What is required:
Using the records below, transcribe word for word the stretch from the line that contains "Where might I find the boy's eye" through the line that contains "Where might I find the puppy's", both end lines included, and nothing else.

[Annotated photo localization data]
※ ※ ※
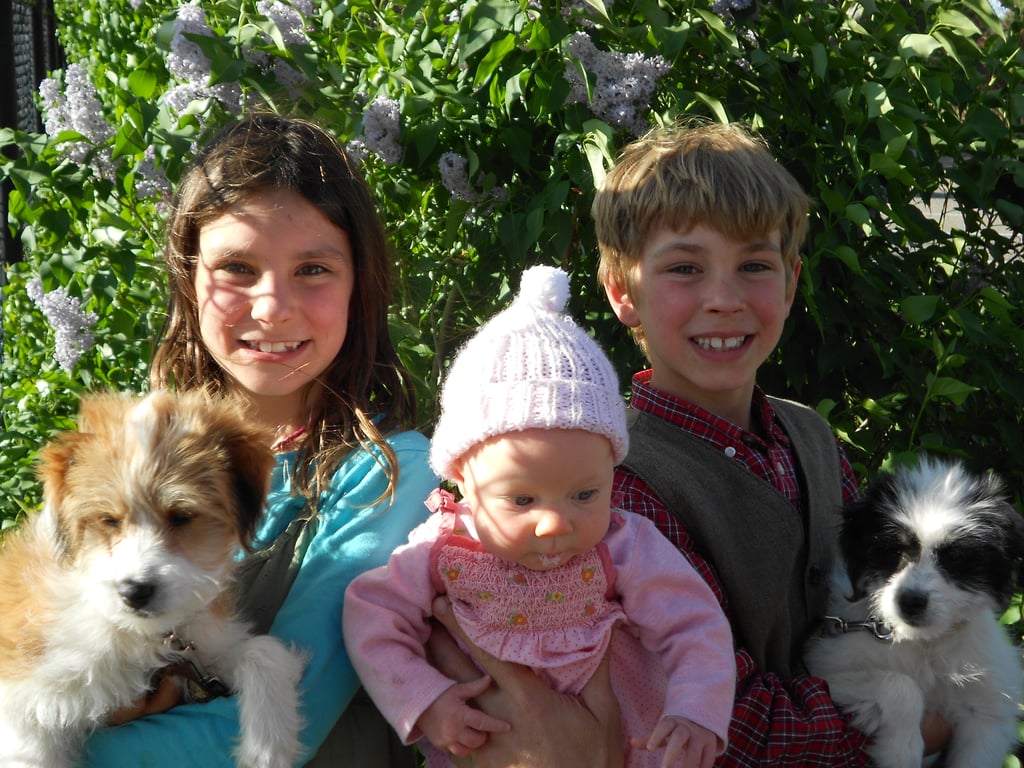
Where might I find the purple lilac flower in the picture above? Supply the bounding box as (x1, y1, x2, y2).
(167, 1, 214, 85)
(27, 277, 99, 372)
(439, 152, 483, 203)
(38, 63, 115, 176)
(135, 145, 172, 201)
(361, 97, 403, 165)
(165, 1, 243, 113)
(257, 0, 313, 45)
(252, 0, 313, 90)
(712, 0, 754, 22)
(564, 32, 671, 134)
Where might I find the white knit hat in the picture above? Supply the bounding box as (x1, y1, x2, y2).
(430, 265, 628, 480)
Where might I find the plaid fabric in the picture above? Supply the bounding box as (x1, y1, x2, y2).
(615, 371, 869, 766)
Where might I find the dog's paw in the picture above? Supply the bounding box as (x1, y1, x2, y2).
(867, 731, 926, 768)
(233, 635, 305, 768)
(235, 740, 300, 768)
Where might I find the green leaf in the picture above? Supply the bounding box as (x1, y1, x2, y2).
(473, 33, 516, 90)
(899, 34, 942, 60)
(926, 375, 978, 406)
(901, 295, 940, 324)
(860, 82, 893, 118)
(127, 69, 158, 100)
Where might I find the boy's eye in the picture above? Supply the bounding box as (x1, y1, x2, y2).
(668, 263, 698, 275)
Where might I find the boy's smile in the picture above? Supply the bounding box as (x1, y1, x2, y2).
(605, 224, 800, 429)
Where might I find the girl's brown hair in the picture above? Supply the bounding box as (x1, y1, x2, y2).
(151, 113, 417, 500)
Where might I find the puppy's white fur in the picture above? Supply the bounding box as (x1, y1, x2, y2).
※ ※ ※
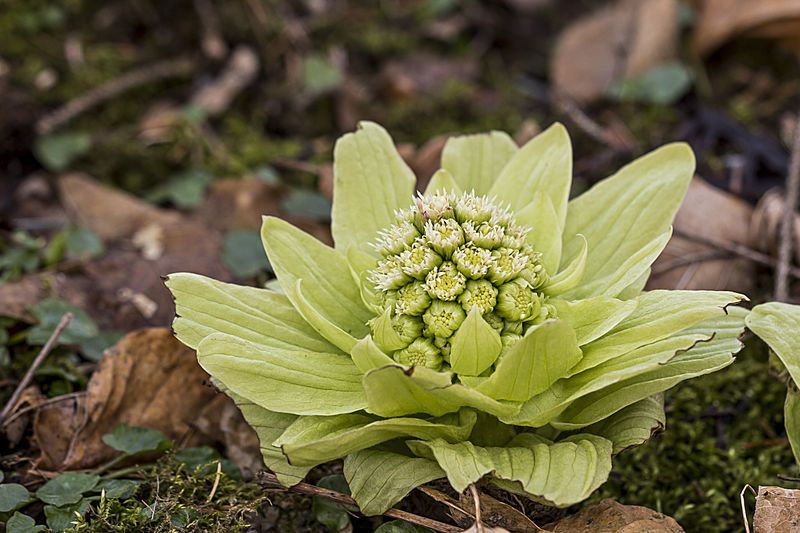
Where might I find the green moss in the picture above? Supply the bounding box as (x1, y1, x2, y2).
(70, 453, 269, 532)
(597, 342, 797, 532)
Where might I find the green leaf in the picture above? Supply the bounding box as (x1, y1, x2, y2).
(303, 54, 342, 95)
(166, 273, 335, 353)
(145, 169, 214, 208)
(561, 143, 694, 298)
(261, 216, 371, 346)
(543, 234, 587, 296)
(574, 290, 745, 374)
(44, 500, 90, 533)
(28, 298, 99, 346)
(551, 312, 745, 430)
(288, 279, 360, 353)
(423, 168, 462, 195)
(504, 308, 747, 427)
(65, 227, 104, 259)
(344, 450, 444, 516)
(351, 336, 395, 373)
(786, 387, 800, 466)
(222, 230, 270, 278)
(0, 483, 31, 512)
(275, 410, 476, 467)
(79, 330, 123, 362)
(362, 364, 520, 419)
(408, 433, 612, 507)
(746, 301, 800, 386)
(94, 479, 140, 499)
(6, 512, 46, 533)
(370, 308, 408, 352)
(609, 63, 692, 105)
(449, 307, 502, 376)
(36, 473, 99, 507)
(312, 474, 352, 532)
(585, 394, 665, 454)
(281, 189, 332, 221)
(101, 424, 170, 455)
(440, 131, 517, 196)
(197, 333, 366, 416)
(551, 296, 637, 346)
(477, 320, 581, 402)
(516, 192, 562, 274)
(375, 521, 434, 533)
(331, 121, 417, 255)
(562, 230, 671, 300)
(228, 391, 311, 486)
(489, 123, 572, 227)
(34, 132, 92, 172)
※ ※ ※
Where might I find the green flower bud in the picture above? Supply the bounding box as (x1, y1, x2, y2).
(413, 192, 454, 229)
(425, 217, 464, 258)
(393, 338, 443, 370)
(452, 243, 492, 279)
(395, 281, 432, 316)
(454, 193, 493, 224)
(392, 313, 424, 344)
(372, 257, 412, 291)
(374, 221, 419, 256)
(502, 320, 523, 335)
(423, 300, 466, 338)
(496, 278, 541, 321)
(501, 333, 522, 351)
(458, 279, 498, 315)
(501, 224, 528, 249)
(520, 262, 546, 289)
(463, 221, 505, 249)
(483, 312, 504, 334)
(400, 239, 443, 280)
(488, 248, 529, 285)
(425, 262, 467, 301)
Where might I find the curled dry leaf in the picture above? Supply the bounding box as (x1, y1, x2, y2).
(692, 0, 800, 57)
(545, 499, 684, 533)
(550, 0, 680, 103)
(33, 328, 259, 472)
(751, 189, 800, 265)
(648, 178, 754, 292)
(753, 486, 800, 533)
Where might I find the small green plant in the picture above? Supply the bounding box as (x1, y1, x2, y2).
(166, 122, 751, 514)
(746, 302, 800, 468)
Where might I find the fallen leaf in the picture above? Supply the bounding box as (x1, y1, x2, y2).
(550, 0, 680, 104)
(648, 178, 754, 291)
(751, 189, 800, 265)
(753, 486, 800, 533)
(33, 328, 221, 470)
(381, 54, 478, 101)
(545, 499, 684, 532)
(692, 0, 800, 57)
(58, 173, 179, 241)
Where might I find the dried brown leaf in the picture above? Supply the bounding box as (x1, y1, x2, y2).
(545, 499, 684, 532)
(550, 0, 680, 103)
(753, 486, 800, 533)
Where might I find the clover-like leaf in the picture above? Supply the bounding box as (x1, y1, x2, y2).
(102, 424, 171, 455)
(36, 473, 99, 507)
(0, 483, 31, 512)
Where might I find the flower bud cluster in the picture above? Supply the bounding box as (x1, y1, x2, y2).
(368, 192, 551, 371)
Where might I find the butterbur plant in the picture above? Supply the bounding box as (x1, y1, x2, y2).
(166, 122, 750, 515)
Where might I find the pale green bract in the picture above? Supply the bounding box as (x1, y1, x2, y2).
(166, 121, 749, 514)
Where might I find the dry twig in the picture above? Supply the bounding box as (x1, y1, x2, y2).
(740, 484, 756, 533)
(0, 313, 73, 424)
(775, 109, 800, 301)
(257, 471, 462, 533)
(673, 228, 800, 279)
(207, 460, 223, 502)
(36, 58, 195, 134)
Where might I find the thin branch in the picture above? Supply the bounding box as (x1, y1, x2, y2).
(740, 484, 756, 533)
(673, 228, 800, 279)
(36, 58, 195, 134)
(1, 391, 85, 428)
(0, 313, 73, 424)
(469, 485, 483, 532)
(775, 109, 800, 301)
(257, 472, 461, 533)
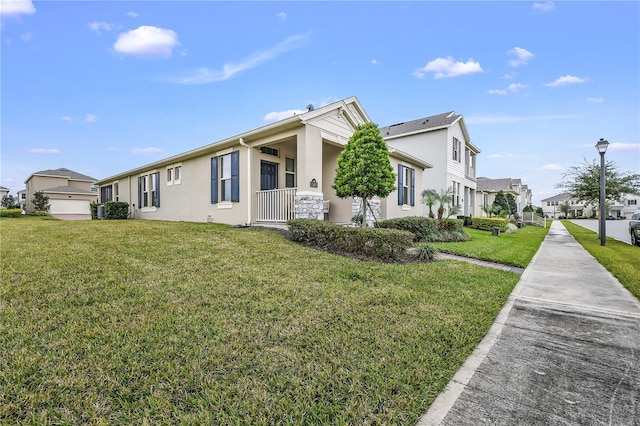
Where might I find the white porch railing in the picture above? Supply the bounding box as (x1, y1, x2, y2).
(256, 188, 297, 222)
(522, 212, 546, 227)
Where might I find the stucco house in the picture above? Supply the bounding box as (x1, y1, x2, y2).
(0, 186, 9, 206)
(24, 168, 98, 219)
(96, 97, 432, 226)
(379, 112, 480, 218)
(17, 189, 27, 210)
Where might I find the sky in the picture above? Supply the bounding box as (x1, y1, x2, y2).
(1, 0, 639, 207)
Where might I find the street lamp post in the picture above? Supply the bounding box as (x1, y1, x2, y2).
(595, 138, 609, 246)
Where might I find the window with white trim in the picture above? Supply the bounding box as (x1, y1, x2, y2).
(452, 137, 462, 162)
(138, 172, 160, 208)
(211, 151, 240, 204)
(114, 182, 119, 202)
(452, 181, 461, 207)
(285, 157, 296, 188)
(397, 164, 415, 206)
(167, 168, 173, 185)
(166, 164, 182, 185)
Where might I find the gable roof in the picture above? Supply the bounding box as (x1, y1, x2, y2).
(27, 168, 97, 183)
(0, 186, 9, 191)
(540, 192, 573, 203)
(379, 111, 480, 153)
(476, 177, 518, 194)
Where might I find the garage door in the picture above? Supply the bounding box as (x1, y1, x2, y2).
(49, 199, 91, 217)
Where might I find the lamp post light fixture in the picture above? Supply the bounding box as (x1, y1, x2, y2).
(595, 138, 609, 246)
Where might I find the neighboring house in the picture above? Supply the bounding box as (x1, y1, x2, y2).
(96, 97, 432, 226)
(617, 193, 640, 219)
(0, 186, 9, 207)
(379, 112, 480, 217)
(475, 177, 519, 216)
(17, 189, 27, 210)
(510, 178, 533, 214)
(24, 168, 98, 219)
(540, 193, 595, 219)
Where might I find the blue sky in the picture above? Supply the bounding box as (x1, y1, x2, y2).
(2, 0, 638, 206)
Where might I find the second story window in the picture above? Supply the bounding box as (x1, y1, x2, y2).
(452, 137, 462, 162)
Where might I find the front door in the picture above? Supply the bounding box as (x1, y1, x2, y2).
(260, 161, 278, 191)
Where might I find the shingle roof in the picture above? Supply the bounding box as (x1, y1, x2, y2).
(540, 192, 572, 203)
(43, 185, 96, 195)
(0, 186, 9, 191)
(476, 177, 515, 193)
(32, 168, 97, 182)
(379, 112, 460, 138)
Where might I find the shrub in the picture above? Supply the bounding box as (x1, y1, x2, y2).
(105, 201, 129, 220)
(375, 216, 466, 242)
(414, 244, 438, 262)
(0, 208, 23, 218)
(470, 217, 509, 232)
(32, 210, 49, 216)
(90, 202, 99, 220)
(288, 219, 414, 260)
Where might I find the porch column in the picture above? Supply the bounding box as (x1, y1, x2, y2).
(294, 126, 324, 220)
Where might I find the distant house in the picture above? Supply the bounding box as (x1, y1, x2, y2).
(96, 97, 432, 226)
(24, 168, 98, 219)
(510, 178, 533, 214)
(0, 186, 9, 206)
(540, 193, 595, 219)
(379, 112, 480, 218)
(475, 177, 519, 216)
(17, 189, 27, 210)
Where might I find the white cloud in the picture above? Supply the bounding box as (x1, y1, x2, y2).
※ ※ ※
Written solution:
Where might I find the boy's eye in the picture above? Supply the bounding box as (x1, y1, x2, y2).
(668, 263, 698, 275)
Where might I find the boy's smile in the picture above? Supply the bounding box as (x1, y1, x2, y2).
(605, 224, 800, 429)
Where might I find the girl's brown hair in the picture above? Supply the bounding box as (x1, y1, x2, y2).
(151, 113, 417, 500)
Where might I find the puppy's white fur in the picture above? Supply the bounding box as (x1, y1, x2, y2).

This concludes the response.